Tasks to carry out:
A. In the Home Depot breach article, start at the words "Home Depot today" and end after "home improvement retailer.". Rewrite that part and swap "payment systems" for "checkout systems".
B. Answer these questions from the Home Depot breach article:
(i) How many Home Depot locations in the U.S. alone could be affected?
(ii) Which two firms did Home Depot hire for the forensics investigation?
(iii) What deadline set by the payment card leaders will Home Depot beat with its chip-and-pin rollout?

Provided passage:
*** Begin section ***

Home Depot today finally confirmed that its payment systems have been breached, but a number of crucial questions remain unanswered by the giant home improvement retailer.
In a statement released late this afternoon, Home Depot said customers using payment cards at its U.S. and Canada locations, more than 2,200 in the U.S. alone, could be impacted. Online shoppers have been spared, Home Depot said in its statement.
“While the company continues to determine the full scope, scale and impact of the breach, there is no evidence that debit PIN numbers were compromised,” the statement said.
This breach has drawn comparisons to the massive breach of Target retailers during the 2013 holiday shopping season. Target, too, at first claimed no PIN data was compromised, only to reverse course as the investigation progressed, revealing that encrypted PIN numbers were indeed stolen.
Target, meanwhile, was breached only for three weeks, while criminals were on Home Depot’s networks stealing card numbers from its point-of-sale systems from April to shortly before news of a possible breach was reported by Krebs on Security last Tuesday.
Home Depot said it is taking steps to remove the malware from its systems and secure customer data. Consumers impacted by the breach will have free credit monitoring and other identity protection services, Home Depot said.
In an email to Threatpost, spokesperson Paula Drake would not elaborate further on whether customer personal information was also compromised – as in the Target breach – or whether PIN numbers are encrypted.
“The release has all the info we are sharing at this point,” Drake said. “We continue to work around the clock with leading IT security firms, our banking partners and the Secret Service to rapidly gather facts and provide information to customers.”
Home Depot announced last week that it had hired FishNet Security and Symantec to handle the forensics investigation. Banking partners and the U.S. Secret Service have also been brought in starting last Tuesday when those same partners began reporting the possibility of a breach.
Speculation has it that Home Depot may have been breached by the same gang behind the Target breach, using a variant of the BlackPOS point-of-sale malware. Like most PoS malware, BlackPOS drains credit card numbers from memory before they’re encrypted. BlackPOS is only one of many PoS malware families; Backoff is the latest and likely most notorious. The Secret Service recently issued an advisory warning of Backoff, and reported that more than 1,000 businesses had likely been compromised.
In the meantime, Krebs on Security last week published additional research culled from the underground forum hosting the reportedly stolen credit cards taken from Home Depot. Krebs said the rescator[.]cc site, the same forum that sold cards stolen from Target, indexed the purported Home Depot numbers by city, state, and ZIP code and a comparison of those ZIP codes against a commercial marketing list showing locations and ZIP codes of Home Depot retail locations in the U.S. overlaps almost 100 percent.
Home Depot also today said it would accelerate its chip-and-pin rollout, wrapping up the implementation by the end of the year, ahead of the October 2015 deadline imposed by the payment card leaders.

*** End section ***

[Saved entries]

*** Begin section ***

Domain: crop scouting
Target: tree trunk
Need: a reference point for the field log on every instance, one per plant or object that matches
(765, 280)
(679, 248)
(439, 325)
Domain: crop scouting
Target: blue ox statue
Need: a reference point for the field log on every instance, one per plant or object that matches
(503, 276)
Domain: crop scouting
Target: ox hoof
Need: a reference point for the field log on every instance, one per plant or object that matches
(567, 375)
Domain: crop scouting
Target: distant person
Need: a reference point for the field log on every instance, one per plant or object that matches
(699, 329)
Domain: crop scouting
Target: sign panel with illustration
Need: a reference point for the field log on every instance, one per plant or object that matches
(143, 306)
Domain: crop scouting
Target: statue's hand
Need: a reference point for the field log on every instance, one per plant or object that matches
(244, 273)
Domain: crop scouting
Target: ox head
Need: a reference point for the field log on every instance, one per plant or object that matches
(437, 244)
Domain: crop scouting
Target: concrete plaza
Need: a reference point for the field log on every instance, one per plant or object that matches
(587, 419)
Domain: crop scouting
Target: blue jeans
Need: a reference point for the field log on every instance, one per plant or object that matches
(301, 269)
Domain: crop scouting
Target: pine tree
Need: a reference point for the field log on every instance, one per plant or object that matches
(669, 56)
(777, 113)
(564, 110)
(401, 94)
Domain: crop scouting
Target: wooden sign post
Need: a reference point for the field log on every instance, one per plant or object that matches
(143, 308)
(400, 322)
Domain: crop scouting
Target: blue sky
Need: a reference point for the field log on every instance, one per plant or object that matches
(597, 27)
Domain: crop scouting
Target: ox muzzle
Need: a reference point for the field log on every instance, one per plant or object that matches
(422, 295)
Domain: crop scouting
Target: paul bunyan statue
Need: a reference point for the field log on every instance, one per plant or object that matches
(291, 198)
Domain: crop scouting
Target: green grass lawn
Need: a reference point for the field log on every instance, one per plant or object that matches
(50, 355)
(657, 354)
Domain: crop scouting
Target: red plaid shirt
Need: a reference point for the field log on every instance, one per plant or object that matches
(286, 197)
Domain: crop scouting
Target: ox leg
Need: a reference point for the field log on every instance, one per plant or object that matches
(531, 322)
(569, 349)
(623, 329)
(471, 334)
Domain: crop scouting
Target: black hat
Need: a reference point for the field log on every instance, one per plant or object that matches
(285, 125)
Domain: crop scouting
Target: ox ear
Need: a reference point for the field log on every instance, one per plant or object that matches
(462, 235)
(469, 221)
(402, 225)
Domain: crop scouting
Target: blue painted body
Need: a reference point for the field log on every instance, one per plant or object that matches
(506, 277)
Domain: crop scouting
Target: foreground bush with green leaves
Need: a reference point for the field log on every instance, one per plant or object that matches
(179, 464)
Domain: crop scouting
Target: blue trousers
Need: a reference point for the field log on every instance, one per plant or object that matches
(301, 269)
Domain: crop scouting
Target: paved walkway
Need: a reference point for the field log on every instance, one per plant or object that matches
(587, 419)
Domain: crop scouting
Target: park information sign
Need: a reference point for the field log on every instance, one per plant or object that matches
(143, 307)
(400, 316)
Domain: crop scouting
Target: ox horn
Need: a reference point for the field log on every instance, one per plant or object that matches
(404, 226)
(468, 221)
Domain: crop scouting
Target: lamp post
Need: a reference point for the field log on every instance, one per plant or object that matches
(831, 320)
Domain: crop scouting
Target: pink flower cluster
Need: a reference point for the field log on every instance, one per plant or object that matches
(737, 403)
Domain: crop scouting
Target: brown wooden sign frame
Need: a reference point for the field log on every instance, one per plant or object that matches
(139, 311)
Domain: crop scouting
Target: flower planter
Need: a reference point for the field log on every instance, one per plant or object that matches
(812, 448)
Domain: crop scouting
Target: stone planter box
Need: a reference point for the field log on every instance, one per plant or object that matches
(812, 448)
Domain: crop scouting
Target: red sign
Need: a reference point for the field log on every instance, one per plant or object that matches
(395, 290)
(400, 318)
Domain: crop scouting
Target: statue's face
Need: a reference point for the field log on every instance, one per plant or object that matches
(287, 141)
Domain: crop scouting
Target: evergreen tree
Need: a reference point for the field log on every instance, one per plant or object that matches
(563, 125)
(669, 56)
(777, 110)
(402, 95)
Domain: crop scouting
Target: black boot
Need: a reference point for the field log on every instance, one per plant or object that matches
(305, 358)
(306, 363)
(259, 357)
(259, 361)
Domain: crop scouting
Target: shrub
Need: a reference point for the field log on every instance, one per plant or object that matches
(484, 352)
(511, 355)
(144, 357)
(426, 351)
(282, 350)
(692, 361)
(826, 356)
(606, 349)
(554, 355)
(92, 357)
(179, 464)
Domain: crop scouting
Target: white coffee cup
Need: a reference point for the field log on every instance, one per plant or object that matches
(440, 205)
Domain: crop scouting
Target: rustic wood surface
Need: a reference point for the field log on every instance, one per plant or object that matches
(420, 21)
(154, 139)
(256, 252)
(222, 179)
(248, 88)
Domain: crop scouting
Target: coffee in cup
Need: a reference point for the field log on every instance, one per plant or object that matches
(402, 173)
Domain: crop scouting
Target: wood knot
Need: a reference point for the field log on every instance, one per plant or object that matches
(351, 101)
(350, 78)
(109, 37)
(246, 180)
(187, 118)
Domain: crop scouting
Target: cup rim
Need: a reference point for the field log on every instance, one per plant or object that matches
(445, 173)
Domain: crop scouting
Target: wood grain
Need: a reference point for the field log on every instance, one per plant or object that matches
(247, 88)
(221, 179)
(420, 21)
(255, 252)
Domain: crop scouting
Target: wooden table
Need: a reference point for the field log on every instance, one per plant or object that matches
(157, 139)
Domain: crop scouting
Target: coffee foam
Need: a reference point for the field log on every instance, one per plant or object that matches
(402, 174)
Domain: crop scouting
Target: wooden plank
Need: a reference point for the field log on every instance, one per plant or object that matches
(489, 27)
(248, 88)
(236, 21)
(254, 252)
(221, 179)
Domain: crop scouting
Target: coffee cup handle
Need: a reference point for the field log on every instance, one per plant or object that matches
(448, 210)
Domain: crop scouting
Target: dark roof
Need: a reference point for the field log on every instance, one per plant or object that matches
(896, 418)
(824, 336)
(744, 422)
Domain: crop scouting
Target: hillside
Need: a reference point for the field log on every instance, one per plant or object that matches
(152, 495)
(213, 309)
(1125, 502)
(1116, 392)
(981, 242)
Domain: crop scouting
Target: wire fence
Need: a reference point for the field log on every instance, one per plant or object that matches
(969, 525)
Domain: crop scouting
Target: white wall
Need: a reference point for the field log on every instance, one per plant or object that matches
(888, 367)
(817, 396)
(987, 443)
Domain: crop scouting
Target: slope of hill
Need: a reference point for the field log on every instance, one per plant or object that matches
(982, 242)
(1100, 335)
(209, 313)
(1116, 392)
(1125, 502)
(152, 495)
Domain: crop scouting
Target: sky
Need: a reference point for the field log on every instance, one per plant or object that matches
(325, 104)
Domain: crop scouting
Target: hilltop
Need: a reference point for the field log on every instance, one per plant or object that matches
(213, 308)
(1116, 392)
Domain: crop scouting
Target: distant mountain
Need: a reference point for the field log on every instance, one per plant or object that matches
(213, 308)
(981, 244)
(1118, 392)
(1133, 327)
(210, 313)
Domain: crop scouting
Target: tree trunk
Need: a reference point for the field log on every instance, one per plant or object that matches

*** End section ***

Results for each task:
A.
Home Depot today finally confirmed that its checkout systems have been breached, but a number of crucial questions remain unanswered by the giant home improvement retailer.

B.
(i) More than 2,200.
(ii) FishNet Security and Symantec.
(iii) October 2015.